> _Exercise passage_:
□ □ □
After a year in isolation on Hawaii’s Mauna Loa, NASA’s Mars experiment will be coming to an end. On the big island of Hawaii, Mauna Loa, serves as the Mars substitute because of the similar soil conditions, terrain, and high elevations. One of five volcanoes, Mauna Loa is part of an intense mars simulation mission that is funded through the University of Hawaii with NASA. Mauna Loa is the largest subaerial volcano and is considered the largest volcano on Earth.
At over 13,000 feet in elevation, Mauna Loa simulates life on Mars for the team of scientists. The dome at the volcano has a high ceiling to prevent claustrophobia and has two floors. The mission is part of the Hawaii Space Exploration Analog and Simulation or Hi-Seas. The team, composed of six scientists from Germany, the US, and France include an astronomer, a physicist, an astrobiologist, and a soil scientist. Conditions are being closely mimicked to conditions on the Martian atmosphere, including a 20-minute communication delay. The delay is the average length a message from Mars would reach Earth.
Other conditions the team had to endure included living in a dome, managing limited resources, and walking outside in spacesuits. Besides living in isolation, the crew continued to conduct research and work to avoid personal conflicts, according to The Guardian. Food is freeze-dried while water is being rationed, simulating the work robots would need to do to gather the water.
□ □ □
> _Tasks and exercises_:
- A) Sum up the article about the Mars simulation on Mauna Loa in two sentences.
- B) Carry on the article about the Mars simulation on Mauna Loa from the point where it ends.
The material after this point is separate from the article about the Mars simulation on Mauna Loa.

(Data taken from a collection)
□ □ □
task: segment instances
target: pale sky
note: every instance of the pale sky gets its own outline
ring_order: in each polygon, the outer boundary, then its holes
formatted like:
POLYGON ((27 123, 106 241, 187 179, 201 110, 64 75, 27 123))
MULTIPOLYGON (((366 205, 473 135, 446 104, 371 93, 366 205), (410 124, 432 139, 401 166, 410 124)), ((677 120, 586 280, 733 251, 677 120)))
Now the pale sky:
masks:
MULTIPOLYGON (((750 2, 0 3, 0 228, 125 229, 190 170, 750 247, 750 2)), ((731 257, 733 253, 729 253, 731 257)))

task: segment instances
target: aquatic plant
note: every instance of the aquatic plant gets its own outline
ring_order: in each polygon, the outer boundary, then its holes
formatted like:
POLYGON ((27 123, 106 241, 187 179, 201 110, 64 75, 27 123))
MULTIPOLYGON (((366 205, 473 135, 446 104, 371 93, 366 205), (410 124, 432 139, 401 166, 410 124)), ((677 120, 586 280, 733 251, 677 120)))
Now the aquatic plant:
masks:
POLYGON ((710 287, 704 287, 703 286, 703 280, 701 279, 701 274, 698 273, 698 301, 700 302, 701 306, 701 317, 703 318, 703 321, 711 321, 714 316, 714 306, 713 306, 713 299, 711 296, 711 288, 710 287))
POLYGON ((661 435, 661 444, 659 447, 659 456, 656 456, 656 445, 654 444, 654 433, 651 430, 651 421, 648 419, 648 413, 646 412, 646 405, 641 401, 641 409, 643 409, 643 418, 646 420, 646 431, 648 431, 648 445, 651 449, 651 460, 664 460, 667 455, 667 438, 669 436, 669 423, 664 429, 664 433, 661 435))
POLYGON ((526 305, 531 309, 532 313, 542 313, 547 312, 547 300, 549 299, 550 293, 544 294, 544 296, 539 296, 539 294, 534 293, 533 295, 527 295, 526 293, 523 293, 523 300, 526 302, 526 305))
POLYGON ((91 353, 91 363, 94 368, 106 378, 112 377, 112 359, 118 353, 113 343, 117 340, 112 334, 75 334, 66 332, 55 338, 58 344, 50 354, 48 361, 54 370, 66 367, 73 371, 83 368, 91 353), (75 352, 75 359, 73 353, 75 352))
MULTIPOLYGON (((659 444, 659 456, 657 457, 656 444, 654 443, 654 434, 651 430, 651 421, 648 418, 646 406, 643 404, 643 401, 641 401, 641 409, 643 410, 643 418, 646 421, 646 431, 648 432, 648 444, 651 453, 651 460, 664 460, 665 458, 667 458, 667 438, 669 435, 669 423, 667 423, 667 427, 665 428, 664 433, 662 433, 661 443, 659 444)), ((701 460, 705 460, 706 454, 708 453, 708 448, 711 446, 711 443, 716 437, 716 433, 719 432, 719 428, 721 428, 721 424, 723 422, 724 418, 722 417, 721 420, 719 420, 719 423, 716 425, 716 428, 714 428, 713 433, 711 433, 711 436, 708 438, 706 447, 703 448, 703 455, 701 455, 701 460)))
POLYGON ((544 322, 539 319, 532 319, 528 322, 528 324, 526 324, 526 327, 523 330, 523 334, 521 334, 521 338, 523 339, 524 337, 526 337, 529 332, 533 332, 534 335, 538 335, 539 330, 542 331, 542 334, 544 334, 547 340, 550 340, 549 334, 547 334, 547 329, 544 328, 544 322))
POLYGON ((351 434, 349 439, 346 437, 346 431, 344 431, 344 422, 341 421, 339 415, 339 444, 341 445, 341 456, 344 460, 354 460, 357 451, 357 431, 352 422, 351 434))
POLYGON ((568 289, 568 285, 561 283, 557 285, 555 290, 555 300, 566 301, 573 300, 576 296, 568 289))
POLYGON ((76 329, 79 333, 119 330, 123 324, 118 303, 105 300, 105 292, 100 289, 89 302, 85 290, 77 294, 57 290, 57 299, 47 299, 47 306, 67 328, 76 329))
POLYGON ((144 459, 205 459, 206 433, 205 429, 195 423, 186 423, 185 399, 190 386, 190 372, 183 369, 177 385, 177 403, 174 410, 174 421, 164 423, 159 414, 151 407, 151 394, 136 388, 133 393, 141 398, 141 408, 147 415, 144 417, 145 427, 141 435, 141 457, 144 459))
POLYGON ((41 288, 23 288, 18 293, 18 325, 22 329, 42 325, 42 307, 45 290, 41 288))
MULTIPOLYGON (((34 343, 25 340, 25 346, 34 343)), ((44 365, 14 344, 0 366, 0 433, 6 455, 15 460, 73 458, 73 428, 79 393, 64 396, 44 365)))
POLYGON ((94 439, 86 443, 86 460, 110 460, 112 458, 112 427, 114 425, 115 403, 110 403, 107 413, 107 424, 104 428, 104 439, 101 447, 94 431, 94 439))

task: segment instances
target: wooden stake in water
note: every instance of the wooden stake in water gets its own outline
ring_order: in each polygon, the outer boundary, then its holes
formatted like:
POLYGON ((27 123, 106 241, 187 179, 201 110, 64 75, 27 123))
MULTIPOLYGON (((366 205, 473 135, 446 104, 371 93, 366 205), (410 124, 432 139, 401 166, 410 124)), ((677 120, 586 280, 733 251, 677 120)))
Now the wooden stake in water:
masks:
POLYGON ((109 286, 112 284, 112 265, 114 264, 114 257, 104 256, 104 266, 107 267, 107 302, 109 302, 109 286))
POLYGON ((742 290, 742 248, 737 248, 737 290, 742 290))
□ □ □
> _Expected outputs_:
- A) A six-person team of scientists from Germany, the US, and France is ending a year in isolation in a dome on Hawaii's Mauna Loa, in a Mars simulation mission funded through the University of Hawaii with NASA. The volcano stands in for Mars because of its soil, terrain, and high elevation, and the crew faced a 20-minute communication delay, spacesuit walks outside, freeze-dried food, and rationed water.

- B)
Kim Binsted, the mission’s principal investigator, according to Tech Times, says the “simulation is the second-longest of its kind after a Russian mission that last for 520 days.” The crew is doing well and past simulations at the Mauna Loa site lasted anywhere from four to eight months. Similar missions were conducted at Mauna Loa in 2015 and 2013.
In previous simulations, the dome’s area was “divided into a kitchen,an exercise area, and pie-slice sleeping quarters upstairs,” according to The New Yorker. Each member of the previous team was allowed only eight minutes of shower time each week. Team members had small research project while collaborating on a team project.
Upon emerging from the dome, Binstead stated to Tech Times that the current team wants to get into the ocean and perhaps “enjoy having a beer as well.” The mission ends on August 28 with another simulation beginning in January of 2017 lasting for eight months.